EXERCISE: Repeat each record below exactly, omitting whatever pictures appear in it.

(Image-grounded pointing data)
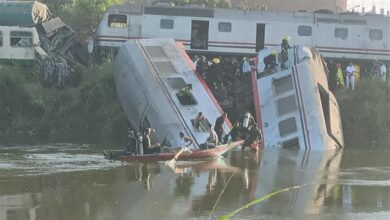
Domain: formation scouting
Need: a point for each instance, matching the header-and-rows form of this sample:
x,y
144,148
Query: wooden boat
x,y
187,155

RESULT FOR THIS EXERCISE:
Domain: formation scouting
Need: a point for each instance, matching the header-and-rows form of this sample:
x,y
144,148
Query: wooden boat
x,y
187,155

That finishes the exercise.